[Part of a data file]
------------------------------------

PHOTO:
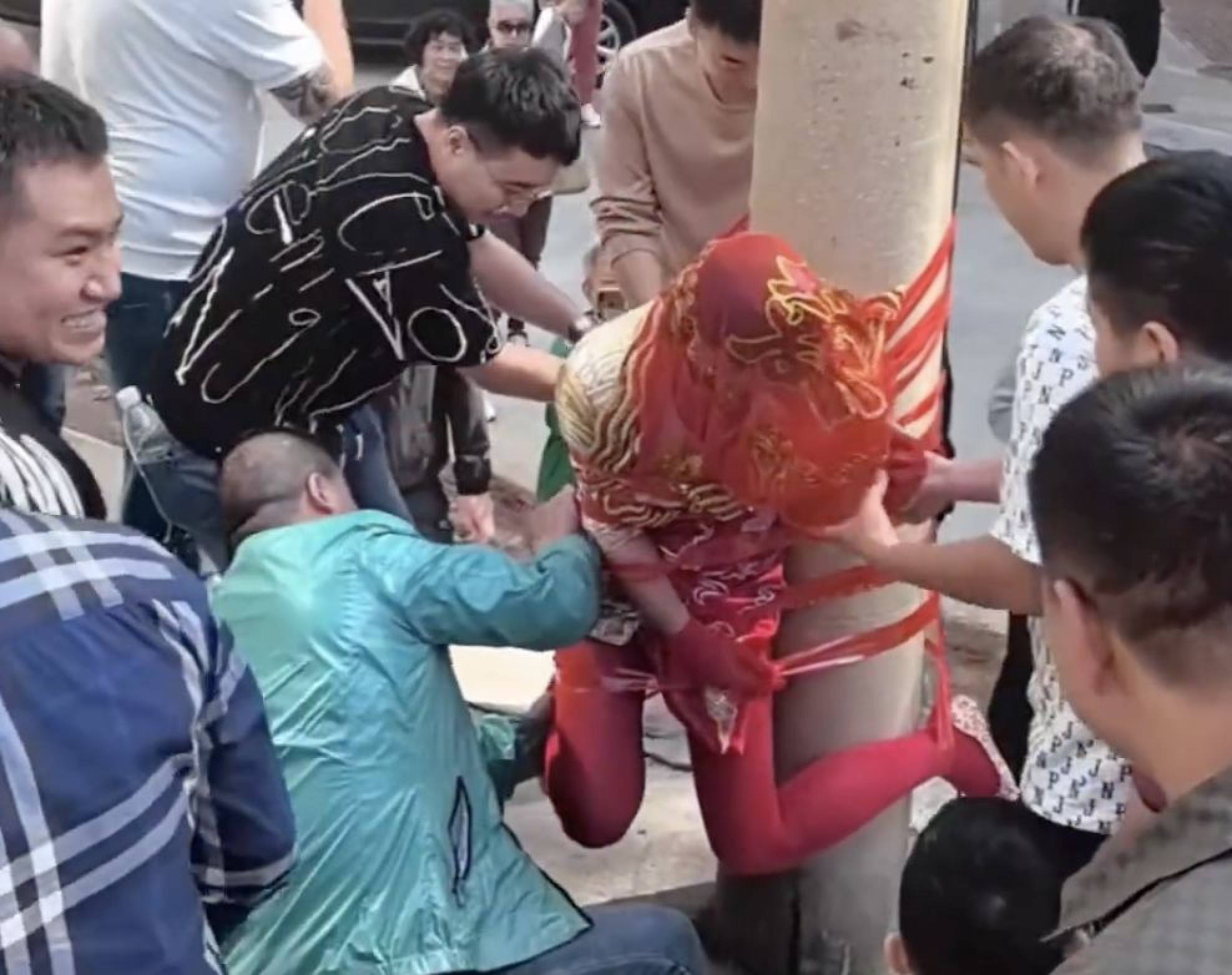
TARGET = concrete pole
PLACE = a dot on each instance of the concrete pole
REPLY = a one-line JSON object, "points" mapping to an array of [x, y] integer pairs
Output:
{"points": [[857, 140]]}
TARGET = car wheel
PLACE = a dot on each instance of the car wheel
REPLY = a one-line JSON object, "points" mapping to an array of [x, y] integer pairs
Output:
{"points": [[616, 29]]}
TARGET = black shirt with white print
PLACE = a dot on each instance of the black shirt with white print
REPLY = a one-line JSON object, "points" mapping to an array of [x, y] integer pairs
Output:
{"points": [[343, 264], [39, 471]]}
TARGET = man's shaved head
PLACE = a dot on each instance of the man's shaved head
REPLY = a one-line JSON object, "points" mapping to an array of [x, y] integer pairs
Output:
{"points": [[277, 479], [15, 54]]}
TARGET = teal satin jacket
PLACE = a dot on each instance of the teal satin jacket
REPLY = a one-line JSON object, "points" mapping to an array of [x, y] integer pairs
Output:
{"points": [[405, 867]]}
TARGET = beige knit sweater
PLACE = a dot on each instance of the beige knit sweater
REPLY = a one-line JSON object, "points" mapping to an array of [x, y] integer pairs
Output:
{"points": [[675, 164]]}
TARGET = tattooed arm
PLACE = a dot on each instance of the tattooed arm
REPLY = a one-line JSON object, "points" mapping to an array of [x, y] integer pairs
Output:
{"points": [[308, 97]]}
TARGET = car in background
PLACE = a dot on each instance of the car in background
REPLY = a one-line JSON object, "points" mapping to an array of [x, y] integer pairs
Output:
{"points": [[383, 22]]}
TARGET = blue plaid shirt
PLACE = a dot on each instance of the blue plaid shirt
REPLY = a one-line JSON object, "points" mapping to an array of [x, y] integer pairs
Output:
{"points": [[142, 809]]}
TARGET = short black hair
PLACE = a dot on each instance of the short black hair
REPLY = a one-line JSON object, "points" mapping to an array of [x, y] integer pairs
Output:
{"points": [[1070, 82], [1130, 494], [42, 123], [431, 25], [1158, 246], [262, 478], [981, 893], [516, 100], [739, 20]]}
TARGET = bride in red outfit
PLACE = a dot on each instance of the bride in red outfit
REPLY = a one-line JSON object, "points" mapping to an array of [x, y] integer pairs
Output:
{"points": [[748, 408]]}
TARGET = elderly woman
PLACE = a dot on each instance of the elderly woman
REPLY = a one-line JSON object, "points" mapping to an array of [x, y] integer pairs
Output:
{"points": [[436, 44], [746, 408]]}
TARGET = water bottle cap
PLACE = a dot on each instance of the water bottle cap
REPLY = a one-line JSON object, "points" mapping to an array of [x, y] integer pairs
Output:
{"points": [[128, 397]]}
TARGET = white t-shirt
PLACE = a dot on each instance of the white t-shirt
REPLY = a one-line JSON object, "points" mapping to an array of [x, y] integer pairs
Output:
{"points": [[178, 83], [1070, 778]]}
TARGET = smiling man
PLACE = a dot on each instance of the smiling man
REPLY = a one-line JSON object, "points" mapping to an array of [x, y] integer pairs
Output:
{"points": [[59, 271]]}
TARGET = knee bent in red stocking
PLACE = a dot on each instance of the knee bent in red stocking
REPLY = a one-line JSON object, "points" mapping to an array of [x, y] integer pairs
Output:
{"points": [[594, 772]]}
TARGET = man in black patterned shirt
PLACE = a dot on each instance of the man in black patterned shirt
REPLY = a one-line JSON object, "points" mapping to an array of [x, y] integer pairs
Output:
{"points": [[354, 257]]}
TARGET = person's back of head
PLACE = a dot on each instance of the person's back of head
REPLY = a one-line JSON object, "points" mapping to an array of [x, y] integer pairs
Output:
{"points": [[1130, 496], [503, 131], [1052, 108], [979, 894], [728, 35], [59, 263], [277, 479], [516, 100], [737, 20], [1158, 251]]}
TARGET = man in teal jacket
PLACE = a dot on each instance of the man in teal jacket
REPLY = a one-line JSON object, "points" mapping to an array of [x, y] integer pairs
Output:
{"points": [[406, 867]]}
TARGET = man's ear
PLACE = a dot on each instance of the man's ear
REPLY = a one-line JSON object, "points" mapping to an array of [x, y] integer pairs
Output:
{"points": [[1088, 641], [1022, 164], [896, 956], [458, 140], [319, 491], [1162, 347]]}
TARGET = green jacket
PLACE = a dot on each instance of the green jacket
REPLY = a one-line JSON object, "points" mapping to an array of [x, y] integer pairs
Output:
{"points": [[556, 473], [405, 865]]}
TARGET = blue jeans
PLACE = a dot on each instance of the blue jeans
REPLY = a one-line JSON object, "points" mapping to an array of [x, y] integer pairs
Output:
{"points": [[136, 325], [184, 486], [636, 939]]}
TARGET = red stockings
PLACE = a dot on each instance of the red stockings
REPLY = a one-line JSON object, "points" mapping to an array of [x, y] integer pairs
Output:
{"points": [[595, 773]]}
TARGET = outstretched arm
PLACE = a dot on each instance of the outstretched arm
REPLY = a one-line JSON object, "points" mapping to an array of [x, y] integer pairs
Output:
{"points": [[981, 571], [471, 595], [511, 282], [526, 374]]}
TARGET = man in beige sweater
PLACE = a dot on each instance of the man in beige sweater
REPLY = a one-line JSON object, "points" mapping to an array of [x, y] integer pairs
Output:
{"points": [[676, 158]]}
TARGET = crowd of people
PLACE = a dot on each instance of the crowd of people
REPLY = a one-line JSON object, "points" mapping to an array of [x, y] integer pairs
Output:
{"points": [[275, 771]]}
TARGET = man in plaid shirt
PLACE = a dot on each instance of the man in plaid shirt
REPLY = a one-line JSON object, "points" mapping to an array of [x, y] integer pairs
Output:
{"points": [[142, 810]]}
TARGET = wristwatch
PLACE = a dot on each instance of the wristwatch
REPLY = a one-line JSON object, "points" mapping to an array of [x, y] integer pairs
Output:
{"points": [[582, 325]]}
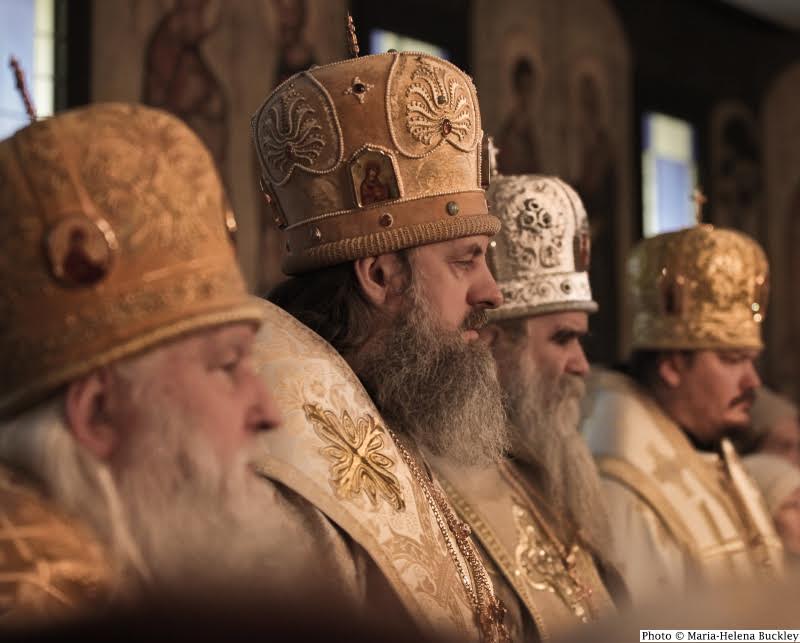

------------------------------------

AIM OF THE EXERCISE
Pick out every line of the entries above that contains the string "bride", and copy each one.

RIGHT ANSWER
TARGET = bride in red outfit
PLACE = a dot on each instance of the bride in red outfit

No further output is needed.